• _YOUR GOAL_
Locate the line that contains "of the throw", then copy it and all later lines of the data below exactly, through the last one.

• _SOURCE RECORDS_
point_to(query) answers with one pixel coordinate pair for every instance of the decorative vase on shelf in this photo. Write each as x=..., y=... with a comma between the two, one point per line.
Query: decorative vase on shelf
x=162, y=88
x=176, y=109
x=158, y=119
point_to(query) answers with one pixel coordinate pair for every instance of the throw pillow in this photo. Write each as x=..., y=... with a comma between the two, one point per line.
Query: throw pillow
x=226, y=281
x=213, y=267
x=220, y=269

• _WORKED SOLUTION_
point_to(query) answers with one pixel coordinate pair for every instance of the throw pillow in this photo. Write each as x=..., y=... with a comma between the two, one point per line.
Query: throw pillow
x=226, y=281
x=213, y=267
x=220, y=269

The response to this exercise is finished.